Quoted passage:

##########

I built a tool[0] in a similar vein to this. It’s for the code base specifically, uses hashes to detect source file changes and distills everything down with an llm into a single asset that explains each file. All addressable via a cli.

I find it helps a LOT with discovery. Llm spends a lot less time figuring out where things are. It’s essentially “cached discovery”

[0] https://github.com/tristanmatthias/llmdoc

thoughtpeddler (2026-04-05)

I’m surprised Karpathy thinks this is a viable solution for a quasi-continual learning system. Yes, it’s cool to experiment with these sort of ‘intermediate knowledge systems’, but the real goal within this current LLM paradigm remains clear: new information within a knowledge system should be manifest through updating the weights! Many efforts are taking a crack at this, which this really helpful talk [0] by Jack Morris goes into. I’m in full agreement with the other comments here: this ‘LLM Wiki’ merely results in “2nd-order information” that will only muddy the picture.

[0] “Stuffing Context is not Memory, Updating Weights Is”: https://www.youtube.com/watch?v=Jty4s9-Jb78

claudiug (2026-04-05)

i had the feeling that Karpathy is not a software developer at all, reading his tweets is like he is discovering half a century ago ideas. like specification…

thegeolab (2026-04-06)

Built a versioned schema standard on top of this workflow: github.com/arturseo-geo/llm-knowledge-base

vbarsoum (2026-04-06)

I built an implementation of this and tested it on 3 Alex Hormozi books (~155K words, 68 source files). Some data for the skeptics:

The naive version (each book as 1 file) produced exactly the slop people are describing here. But splitting into chapter-level files and recompiling changed the output categorically. Same model, same prompts — the only variable was source granularity.

The compiler produced 210 concept pages with 4,597 cross-references (19.2 avg links per page). 20+ concepts synthesized across all 3 books unprompted — one pulled from 11 source files and found a genuine contradiction between two books that neither makes explicit. 173K words of output from 155K input. It’s not compression — it’s synthesis.

##########

Task prompt: Pick up the comment thread about LLM-built knowledge wikis where it ends and write the next part.

Records shown:
##########

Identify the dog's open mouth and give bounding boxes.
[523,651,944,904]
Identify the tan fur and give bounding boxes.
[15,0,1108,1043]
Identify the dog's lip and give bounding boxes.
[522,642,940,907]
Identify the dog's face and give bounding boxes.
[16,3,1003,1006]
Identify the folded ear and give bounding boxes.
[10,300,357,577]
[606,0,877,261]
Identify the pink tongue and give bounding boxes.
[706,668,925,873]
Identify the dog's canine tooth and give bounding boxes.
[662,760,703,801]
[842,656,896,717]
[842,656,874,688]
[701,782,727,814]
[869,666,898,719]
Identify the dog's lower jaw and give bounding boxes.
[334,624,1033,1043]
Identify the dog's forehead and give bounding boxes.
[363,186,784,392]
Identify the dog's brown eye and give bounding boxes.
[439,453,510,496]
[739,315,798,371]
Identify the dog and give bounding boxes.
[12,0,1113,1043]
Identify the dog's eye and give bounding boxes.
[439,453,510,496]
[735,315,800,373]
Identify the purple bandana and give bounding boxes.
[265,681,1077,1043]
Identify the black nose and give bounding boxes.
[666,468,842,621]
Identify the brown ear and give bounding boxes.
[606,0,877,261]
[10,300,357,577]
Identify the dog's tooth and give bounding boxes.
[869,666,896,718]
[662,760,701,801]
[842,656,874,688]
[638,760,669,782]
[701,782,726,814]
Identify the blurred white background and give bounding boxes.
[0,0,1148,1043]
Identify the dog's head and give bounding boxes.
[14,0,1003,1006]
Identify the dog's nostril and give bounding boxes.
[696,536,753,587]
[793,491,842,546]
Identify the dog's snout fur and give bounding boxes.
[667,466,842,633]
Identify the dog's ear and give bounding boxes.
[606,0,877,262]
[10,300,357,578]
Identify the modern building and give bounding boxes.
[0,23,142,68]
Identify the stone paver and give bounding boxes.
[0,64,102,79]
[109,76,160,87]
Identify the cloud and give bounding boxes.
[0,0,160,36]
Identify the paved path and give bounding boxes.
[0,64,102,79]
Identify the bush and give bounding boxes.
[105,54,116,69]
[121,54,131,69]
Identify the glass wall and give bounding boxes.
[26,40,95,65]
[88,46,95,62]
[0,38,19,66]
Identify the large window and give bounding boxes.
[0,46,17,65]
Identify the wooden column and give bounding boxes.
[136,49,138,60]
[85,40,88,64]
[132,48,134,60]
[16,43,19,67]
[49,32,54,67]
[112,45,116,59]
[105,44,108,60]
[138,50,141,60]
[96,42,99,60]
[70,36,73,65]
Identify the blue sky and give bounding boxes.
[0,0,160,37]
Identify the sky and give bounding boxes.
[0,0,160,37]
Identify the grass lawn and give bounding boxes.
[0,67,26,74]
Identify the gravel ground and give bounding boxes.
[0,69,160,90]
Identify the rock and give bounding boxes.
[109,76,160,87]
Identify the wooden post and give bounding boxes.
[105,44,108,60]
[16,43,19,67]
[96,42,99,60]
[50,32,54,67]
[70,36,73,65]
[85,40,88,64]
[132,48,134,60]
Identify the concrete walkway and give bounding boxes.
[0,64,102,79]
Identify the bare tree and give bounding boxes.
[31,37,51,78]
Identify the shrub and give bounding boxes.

##########

Result:
The thing I think the “this is just RAG” comments are missing: a vector database is only useful to machines. You can’t open a .faiss file and browse it. A wiki is useful to both. I open these files in Obsidian, browse the graph, follow links, read concept pages — no AI needed. But when I do ask the AI a question, it reads the same wiki pages I do, and the answers are better than RAG because the knowledge is already structured and cross-referenced instead of retrieved as raw chunks.

That’s the key insight in Karpathy’s idea. The compiled wiki is the interface for humans AND the knowledge layer for AI. Same artifact, two audiences.

~Cost: 12M tokens, ~10-15 min. Repo: https://github.com/vbarsoum1/llm-wiki-compiler

asakin (2026-04-08)

I’d been working on a personal wiki system for a while and adapted it to implement this pattern. Ended up as a git template:

https://github.com/asakin/llm-context-base

Main additions on top of the pattern: a training period where the AI learns how you work over 30 days then gets quieter over time, a metadata standard so files are queryable by summary, and a lint pass for stale content and context loading optimization. Never have to design a taxonomy upfront.

saberience (2026-04-10)

Karpathy is at his best when working on teaching materials for ML beginners.

When it comes to other stuff he seems to be in a X/Twitter induced AI Psychosis like Garry Tan where he thinks everything he does is amazing and novel because he gets glazed by 1000 X bots who just post “You’re amazing” after anything he tweets.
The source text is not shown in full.